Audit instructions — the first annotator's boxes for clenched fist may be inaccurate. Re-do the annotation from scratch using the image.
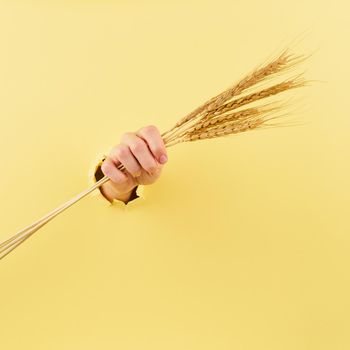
[100,125,168,203]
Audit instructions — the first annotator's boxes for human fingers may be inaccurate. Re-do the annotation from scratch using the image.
[109,143,142,177]
[101,156,128,184]
[136,125,168,164]
[122,132,158,175]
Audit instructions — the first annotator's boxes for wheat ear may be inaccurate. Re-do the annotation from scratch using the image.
[0,45,307,259]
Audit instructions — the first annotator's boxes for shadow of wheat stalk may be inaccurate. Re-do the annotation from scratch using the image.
[0,48,310,259]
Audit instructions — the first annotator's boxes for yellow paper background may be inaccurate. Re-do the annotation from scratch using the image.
[0,0,350,350]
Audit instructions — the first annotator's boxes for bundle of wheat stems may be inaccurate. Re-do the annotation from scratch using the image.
[0,48,309,259]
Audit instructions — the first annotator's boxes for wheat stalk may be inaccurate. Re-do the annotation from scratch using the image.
[0,49,307,259]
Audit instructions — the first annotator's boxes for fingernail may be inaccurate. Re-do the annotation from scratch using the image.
[159,154,168,164]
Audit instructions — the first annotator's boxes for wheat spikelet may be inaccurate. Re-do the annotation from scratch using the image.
[162,48,307,142]
[0,45,312,259]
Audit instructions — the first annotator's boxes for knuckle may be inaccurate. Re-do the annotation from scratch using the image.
[146,165,157,174]
[115,145,128,158]
[130,141,145,152]
[121,131,134,140]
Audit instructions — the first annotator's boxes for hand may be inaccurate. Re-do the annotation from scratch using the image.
[101,125,167,203]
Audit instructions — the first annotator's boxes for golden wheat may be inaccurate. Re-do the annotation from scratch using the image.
[0,45,307,259]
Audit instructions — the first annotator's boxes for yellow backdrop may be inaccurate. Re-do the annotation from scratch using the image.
[0,0,350,350]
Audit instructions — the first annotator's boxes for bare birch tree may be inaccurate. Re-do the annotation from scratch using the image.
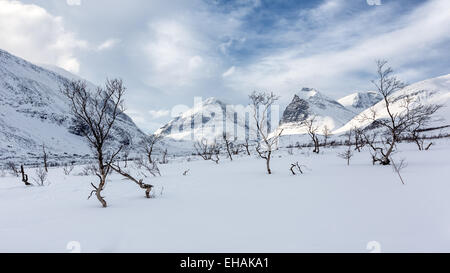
[62,79,125,208]
[249,91,283,174]
[362,60,441,165]
[301,116,320,154]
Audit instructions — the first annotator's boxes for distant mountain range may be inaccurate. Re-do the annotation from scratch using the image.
[0,50,450,163]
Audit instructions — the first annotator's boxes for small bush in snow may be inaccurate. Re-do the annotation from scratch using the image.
[33,167,47,186]
[63,164,74,175]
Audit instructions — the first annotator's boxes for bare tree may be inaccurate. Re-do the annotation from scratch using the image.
[134,157,161,177]
[222,132,233,161]
[391,157,408,185]
[290,161,306,175]
[352,127,366,153]
[242,138,250,155]
[6,161,20,177]
[230,142,242,155]
[301,116,320,154]
[249,91,283,174]
[322,125,333,147]
[140,134,163,163]
[160,148,169,164]
[362,61,441,165]
[194,138,220,164]
[338,130,353,166]
[33,166,47,186]
[42,144,48,172]
[20,165,31,186]
[109,163,153,198]
[122,145,130,168]
[63,164,75,175]
[62,79,126,208]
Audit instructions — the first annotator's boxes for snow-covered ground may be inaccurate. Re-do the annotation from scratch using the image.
[0,139,450,252]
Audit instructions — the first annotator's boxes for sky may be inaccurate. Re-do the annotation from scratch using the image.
[0,0,450,133]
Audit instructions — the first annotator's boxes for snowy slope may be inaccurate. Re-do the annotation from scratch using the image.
[0,139,450,253]
[0,50,143,163]
[278,88,355,135]
[337,91,383,113]
[333,74,450,134]
[156,97,252,142]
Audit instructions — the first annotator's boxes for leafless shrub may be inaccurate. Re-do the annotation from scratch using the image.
[107,162,155,198]
[391,157,408,185]
[249,91,283,174]
[290,161,306,175]
[338,130,353,166]
[322,125,333,147]
[194,139,220,164]
[352,127,366,153]
[6,161,20,177]
[42,144,48,172]
[33,166,48,187]
[288,148,294,155]
[301,116,320,154]
[134,157,161,177]
[159,149,169,164]
[62,79,126,207]
[20,165,31,186]
[222,133,233,161]
[242,138,251,155]
[140,134,163,163]
[362,61,442,165]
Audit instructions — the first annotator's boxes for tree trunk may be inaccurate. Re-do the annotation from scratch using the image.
[95,153,108,208]
[266,151,272,174]
[381,141,395,165]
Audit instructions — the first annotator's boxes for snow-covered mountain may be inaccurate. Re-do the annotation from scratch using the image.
[155,97,253,141]
[0,50,144,163]
[337,91,383,114]
[278,88,355,135]
[333,74,450,134]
* * * * *
#### Exercise:
Output all of the material above as a Markdown table with the columns Row and Text, giving each line its own numbered row and omitting blank lines. Keep the pictures out of the table.

#### Response to the exercise:
| Row | Text |
|---|---|
| 1 | Audit instructions — the first annotator's boxes for clenched fist may be inaccurate. Re-do the annotation from scratch using the image. |
| 2 | [100,125,168,203] |
| 3 | Audit instructions — the first annotator's boxes for human fingers may be inaccurate. Re-do the annotation from scratch using the image. |
| 4 | [109,143,142,177] |
| 5 | [101,156,128,184] |
| 6 | [136,125,168,164] |
| 7 | [122,132,158,175] |
| 8 | Audit instructions — the first annotator's boxes for wheat ear may be inaccurate. Re-do the annotation from scratch using the image. |
| 9 | [0,45,307,259] |
| 10 | Audit instructions — the first annotator's boxes for shadow of wheat stalk may be inaccurate. Re-do the annotation from scratch using the image. |
| 11 | [0,48,310,259] |
| 12 | Audit instructions — the first annotator's boxes for yellow paper background may be inaccurate. Re-do the annotation from scratch using the image. |
| 13 | [0,0,350,350] |
| 14 | Audit instructions — the first annotator's boxes for bundle of wheat stems may be inaccurate. Re-do the annotation from scratch using the image. |
| 15 | [0,48,309,259] |
| 16 | Audit instructions — the first annotator's boxes for wheat stalk may be inaccurate. Re-do the annotation from scratch using the image. |
| 17 | [0,49,307,259] |
| 18 | Audit instructions — the first annotator's boxes for fingernail may be inaccurate. Re-do the annotation from scratch using the image. |
| 19 | [159,154,168,164] |
| 20 | Audit instructions — the first annotator's boxes for wheat spikelet may be inaccurate. Re-do the annotation from scratch using the image. |
| 21 | [162,48,307,142] |
| 22 | [0,45,312,259] |
| 23 | Audit instructions — the first annotator's boxes for knuckle may be inaccurate. Re-do the annotation from scratch using the image. |
| 24 | [146,165,157,174] |
| 25 | [115,145,128,158] |
| 26 | [130,141,145,152] |
| 27 | [121,131,134,140] |
| 28 | Audit instructions — the first annotator's boxes for hand may be inaccurate. Re-do the annotation from scratch using the image. |
| 29 | [101,125,167,203] |
| 30 | Audit instructions — the first annotator's boxes for golden wheat may be inaccurate. Re-do the annotation from scratch using the image. |
| 31 | [0,45,307,259] |
| 32 | Audit instructions — the first annotator's boxes for yellow backdrop may be inaccurate. Re-do the annotation from scratch using the image. |
| 33 | [0,0,350,350] |
| 34 | Audit instructions — the first annotator's boxes for bare birch tree may be inaccurate. Re-do the annotation from scratch using the image. |
| 35 | [62,79,125,208] |
| 36 | [249,91,283,174] |
| 37 | [362,60,441,165] |
| 38 | [301,116,320,154] |
| 39 | Audit instructions — the first annotator's boxes for distant mountain range may be inaccurate. Re-do the annotation from scratch using the image. |
| 40 | [0,50,450,163] |
| 41 | Audit instructions — the first annotator's boxes for small bush in snow may be inaccurate. Re-do the annotation from scratch using the image. |
| 42 | [33,167,47,186] |
| 43 | [63,164,74,175] |
| 44 | Audit instructions — the first annotator's boxes for bare tree may be inaccurate. Re-do the annotation from scratch using the image. |
| 45 | [134,157,161,177] |
| 46 | [222,132,233,161] |
| 47 | [391,157,408,185] |
| 48 | [290,161,306,175] |
| 49 | [352,127,366,153] |
| 50 | [242,138,250,155] |
| 51 | [6,161,20,177] |
| 52 | [230,142,242,155] |
| 53 | [301,116,320,154] |
| 54 | [249,91,283,174] |
| 55 | [322,125,333,147] |
| 56 | [140,134,163,163] |
| 57 | [160,148,169,164] |
| 58 | [362,61,441,165] |
| 59 | [194,138,220,164] |
| 60 | [338,130,353,166] |
| 61 | [33,166,47,186] |
| 62 | [42,144,48,172] |
| 63 | [20,165,31,186] |
| 64 | [109,163,153,198] |
| 65 | [122,145,130,168] |
| 66 | [63,164,75,175] |
| 67 | [62,79,126,208] |
| 68 | Audit instructions — the first annotator's boxes for snow-covered ground may be inaccurate. Re-do the annotation from scratch using the image. |
| 69 | [0,139,450,252] |
| 70 | Audit instructions — the first annotator's boxes for sky may be inaccurate. Re-do the annotation from scratch using the image. |
| 71 | [0,0,450,133] |
| 72 | Audit instructions — the first annotator's boxes for snowy slope may be inaccurate. Re-do the annotation from scratch using the image. |
| 73 | [0,139,450,253] |
| 74 | [0,50,143,163] |
| 75 | [278,88,355,135] |
| 76 | [337,91,383,113] |
| 77 | [333,74,450,134] |
| 78 | [156,97,252,142] |
| 79 | Audit instructions — the first annotator's boxes for leafless shrub may be inaccurate. Re-do the annotation from scratch using the image. |
| 80 | [107,162,155,198] |
| 81 | [391,157,408,185] |
| 82 | [249,91,283,174] |
| 83 | [290,161,306,175] |
| 84 | [338,130,353,166] |
| 85 | [322,125,333,147] |
| 86 | [194,139,220,164] |
| 87 | [352,127,366,153] |
| 88 | [6,161,20,177] |
| 89 | [42,144,48,172] |
| 90 | [33,166,48,187] |
| 91 | [288,148,294,155] |
| 92 | [301,116,320,154] |
| 93 | [134,157,161,177] |
| 94 | [159,149,169,164] |
| 95 | [62,79,126,207] |
| 96 | [20,165,31,186] |
| 97 | [222,133,233,161] |
| 98 | [242,138,251,155] |
| 99 | [140,134,163,163] |
| 100 | [362,61,442,165] |
| 101 | Audit instructions — the first annotator's boxes for tree trunk may be inaccurate. Re-do the annotation from scratch using the image. |
| 102 | [95,153,108,208] |
| 103 | [266,151,272,174] |
| 104 | [381,141,395,165] |
| 105 | Audit instructions — the first annotator's boxes for snow-covered mountain may be inaccurate. Re-do the annotation from scratch using the image. |
| 106 | [155,97,253,141] |
| 107 | [0,50,144,163] |
| 108 | [337,91,383,114] |
| 109 | [278,88,355,135] |
| 110 | [333,74,450,134] |